Work task:
Copy nothing from the entries below except the lines from the one containing "Target: shoreline" through the one containing "the white sandy", and copy those exactly.

Records for the exercise:
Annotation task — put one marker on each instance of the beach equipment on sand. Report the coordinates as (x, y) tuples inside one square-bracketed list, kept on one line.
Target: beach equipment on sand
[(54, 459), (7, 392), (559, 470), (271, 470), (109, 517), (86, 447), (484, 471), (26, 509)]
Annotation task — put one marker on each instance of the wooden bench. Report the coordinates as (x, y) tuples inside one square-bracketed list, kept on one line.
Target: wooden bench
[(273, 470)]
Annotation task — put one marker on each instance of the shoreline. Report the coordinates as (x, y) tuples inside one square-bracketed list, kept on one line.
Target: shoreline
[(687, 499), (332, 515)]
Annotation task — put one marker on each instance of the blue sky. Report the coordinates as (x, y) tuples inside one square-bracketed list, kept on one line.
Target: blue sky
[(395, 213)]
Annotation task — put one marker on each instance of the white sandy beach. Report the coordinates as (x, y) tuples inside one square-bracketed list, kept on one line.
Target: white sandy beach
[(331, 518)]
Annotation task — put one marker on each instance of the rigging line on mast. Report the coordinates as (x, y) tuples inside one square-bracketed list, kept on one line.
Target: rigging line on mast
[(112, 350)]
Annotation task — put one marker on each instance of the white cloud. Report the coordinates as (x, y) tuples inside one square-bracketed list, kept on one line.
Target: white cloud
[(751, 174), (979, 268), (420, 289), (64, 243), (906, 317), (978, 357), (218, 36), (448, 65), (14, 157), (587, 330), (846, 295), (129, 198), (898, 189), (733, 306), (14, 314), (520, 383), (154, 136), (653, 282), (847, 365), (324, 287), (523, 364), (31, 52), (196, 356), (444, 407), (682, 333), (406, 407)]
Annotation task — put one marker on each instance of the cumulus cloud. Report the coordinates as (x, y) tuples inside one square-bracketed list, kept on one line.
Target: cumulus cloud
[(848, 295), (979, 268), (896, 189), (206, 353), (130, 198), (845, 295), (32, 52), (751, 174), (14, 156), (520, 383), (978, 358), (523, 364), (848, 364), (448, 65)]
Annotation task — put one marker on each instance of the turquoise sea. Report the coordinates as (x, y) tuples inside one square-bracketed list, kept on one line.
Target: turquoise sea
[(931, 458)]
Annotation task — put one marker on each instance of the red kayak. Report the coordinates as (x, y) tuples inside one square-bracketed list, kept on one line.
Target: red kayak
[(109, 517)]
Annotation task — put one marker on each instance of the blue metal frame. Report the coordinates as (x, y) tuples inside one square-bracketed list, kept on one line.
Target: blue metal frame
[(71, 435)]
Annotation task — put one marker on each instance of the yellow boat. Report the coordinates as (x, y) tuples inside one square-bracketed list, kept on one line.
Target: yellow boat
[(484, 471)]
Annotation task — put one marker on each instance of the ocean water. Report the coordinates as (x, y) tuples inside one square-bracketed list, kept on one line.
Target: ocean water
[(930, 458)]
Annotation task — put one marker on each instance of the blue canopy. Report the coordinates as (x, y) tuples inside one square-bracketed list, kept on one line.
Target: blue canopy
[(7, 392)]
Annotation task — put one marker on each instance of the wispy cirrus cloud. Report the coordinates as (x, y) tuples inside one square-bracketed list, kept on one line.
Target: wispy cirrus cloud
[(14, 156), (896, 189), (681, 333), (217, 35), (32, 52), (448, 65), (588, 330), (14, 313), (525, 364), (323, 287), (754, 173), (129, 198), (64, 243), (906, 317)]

--

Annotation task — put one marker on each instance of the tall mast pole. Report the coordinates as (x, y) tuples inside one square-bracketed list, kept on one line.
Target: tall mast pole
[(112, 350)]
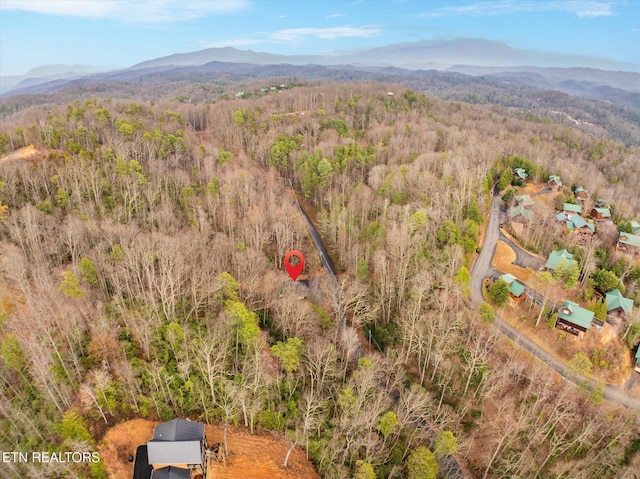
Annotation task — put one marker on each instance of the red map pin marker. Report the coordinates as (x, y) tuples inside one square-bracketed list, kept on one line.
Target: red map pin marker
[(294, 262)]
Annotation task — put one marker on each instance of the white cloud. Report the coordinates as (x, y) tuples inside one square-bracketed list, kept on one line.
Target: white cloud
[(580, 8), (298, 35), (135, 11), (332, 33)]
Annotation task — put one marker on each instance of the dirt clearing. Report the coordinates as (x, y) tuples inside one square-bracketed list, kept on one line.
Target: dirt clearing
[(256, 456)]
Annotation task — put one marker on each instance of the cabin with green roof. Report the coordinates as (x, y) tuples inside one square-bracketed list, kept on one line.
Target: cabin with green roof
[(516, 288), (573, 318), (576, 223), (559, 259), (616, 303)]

Answer to the exercise:
Target: shoreline
[(687, 499), (332, 515)]
Annotation task — put one marker on each instance of the blue sky. Report the coordinates as (x, y) tuples inside one square-bracketed list, kept on one line.
Target: blue sky
[(395, 213)]
Annotation task — put one marker on each instance of the white sandy beach. Report the coordinates as (x, y) tuples inside one square-bracketed list, kept on one line.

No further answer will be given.